_SUPPLIED MATERIAL_:
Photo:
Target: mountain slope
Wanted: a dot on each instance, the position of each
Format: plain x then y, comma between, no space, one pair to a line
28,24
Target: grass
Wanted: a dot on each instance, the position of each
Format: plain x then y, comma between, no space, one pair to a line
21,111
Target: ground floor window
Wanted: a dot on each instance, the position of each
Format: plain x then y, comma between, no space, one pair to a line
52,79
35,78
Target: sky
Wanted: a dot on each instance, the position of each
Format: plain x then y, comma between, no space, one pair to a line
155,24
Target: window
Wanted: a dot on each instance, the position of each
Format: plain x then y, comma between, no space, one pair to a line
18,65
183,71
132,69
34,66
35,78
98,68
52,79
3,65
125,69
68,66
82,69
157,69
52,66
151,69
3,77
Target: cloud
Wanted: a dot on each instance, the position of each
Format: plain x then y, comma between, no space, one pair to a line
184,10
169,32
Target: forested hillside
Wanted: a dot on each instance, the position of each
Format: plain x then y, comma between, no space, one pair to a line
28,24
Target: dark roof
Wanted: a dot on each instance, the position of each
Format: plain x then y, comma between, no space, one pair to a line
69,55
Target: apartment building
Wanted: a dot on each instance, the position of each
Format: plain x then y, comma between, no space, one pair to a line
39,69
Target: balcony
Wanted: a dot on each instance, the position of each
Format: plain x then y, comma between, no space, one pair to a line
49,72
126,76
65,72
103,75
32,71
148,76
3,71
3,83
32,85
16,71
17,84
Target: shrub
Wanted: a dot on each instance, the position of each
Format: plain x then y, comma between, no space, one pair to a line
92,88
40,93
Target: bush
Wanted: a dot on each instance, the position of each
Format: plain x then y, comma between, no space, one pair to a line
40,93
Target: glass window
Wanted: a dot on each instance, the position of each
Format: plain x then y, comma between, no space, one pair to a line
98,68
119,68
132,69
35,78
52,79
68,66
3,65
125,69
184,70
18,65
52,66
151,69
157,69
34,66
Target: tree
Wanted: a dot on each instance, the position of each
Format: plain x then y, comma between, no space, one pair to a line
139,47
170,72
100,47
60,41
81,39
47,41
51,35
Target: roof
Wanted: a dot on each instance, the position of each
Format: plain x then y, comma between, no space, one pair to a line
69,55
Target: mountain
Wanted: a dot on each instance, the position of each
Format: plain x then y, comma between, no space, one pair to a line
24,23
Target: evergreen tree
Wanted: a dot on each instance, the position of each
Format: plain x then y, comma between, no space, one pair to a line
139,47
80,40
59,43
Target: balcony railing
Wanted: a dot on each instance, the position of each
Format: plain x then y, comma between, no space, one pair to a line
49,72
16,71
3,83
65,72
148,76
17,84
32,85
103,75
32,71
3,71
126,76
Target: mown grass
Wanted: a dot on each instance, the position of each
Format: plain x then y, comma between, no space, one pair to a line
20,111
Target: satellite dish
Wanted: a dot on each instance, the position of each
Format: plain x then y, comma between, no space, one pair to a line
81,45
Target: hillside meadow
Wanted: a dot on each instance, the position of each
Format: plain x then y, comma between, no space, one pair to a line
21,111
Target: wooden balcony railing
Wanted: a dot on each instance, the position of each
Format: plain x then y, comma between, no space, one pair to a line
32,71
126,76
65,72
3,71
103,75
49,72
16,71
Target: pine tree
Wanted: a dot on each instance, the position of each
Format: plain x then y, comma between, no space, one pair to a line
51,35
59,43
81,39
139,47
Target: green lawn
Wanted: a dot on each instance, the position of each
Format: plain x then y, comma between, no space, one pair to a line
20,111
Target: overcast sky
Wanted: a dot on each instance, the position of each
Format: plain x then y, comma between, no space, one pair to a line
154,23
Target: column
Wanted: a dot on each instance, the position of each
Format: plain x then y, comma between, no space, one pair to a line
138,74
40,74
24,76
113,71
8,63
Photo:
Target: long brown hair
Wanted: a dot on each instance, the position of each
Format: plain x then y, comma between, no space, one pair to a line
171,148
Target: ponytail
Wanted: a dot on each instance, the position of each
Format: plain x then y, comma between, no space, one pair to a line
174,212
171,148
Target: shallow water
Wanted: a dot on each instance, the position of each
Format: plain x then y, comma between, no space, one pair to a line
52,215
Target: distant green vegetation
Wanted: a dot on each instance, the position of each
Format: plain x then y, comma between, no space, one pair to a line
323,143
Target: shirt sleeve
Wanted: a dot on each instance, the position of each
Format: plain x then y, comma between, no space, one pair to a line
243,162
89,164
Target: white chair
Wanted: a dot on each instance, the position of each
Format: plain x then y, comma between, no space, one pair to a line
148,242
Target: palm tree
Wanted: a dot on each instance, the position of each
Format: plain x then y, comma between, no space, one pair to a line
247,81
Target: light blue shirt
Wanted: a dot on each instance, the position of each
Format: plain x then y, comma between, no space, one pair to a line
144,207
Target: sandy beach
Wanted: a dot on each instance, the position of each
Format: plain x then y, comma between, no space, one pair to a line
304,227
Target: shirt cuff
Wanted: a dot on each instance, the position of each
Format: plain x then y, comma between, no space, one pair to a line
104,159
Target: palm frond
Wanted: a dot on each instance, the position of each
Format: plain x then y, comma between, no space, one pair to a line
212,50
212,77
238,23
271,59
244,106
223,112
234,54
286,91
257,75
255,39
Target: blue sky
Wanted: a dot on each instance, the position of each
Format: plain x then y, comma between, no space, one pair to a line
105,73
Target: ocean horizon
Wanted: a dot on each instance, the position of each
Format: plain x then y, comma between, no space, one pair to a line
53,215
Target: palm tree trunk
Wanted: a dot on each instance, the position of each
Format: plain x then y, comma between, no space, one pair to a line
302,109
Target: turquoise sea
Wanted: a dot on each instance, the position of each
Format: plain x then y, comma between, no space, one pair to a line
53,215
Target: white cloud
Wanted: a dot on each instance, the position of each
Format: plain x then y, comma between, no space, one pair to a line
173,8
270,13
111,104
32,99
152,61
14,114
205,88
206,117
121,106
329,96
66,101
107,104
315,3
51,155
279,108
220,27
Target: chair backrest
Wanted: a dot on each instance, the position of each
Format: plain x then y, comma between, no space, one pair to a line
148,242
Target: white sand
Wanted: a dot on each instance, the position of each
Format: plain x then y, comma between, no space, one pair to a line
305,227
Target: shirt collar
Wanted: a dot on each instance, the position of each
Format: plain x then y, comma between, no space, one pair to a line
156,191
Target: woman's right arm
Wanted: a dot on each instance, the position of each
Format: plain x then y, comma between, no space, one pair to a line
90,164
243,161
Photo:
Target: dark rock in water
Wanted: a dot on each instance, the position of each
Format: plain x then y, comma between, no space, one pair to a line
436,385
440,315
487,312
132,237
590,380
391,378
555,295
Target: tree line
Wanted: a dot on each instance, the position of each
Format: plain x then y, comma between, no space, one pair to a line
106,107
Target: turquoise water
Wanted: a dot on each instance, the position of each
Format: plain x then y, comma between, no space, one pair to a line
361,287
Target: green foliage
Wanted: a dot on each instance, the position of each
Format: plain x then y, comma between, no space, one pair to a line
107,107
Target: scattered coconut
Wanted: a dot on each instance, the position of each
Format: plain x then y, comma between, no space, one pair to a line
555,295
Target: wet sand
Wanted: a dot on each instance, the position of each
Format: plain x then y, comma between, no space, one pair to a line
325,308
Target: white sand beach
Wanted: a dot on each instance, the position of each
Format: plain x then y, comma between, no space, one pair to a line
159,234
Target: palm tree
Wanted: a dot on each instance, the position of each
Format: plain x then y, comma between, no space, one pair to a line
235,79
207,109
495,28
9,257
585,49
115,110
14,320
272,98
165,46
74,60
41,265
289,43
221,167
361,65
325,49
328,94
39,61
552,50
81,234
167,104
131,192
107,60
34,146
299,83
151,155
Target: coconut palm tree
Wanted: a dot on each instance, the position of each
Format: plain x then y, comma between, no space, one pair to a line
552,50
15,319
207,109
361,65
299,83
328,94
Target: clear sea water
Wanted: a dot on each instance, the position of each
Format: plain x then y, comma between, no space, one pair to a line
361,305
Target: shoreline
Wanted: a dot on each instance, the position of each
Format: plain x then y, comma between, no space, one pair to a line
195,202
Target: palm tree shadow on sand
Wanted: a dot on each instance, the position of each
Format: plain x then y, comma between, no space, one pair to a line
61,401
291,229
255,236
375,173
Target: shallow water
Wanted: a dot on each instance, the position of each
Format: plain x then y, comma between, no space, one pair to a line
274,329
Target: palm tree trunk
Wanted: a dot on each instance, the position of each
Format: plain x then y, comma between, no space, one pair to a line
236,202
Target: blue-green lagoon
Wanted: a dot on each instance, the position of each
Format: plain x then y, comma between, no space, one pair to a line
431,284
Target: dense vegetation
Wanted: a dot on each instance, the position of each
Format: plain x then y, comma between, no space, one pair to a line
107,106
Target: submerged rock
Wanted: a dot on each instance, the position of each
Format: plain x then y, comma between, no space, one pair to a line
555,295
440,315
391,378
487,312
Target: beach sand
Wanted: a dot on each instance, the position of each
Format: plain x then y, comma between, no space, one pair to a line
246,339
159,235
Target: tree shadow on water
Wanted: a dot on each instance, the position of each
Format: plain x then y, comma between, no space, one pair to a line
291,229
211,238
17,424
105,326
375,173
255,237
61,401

_PROBLEM STATEMENT_: Repeat exactly the lines above, starting with the line that contains "Target: submerged rock" and ending with the last line, both included, and nothing else.

_ANSWER IN FULL_:
Target: submerged rock
Wanted: a dot on each instance, the position of each
Format: plain x then y, comma between, no space, one pair to a line
555,295
440,315
391,378
487,312
Target: beach sand
Wanted: a dot on each instance, the position of each
Format: plain x then y, comma between, no space, one pair to a line
246,339
159,235
Target: tree shadow on water
Wanted: a dot on each instance, the position of each
Format: plain x then y, comma between, no space, one pair to a line
291,229
211,238
17,424
105,326
375,173
255,237
61,401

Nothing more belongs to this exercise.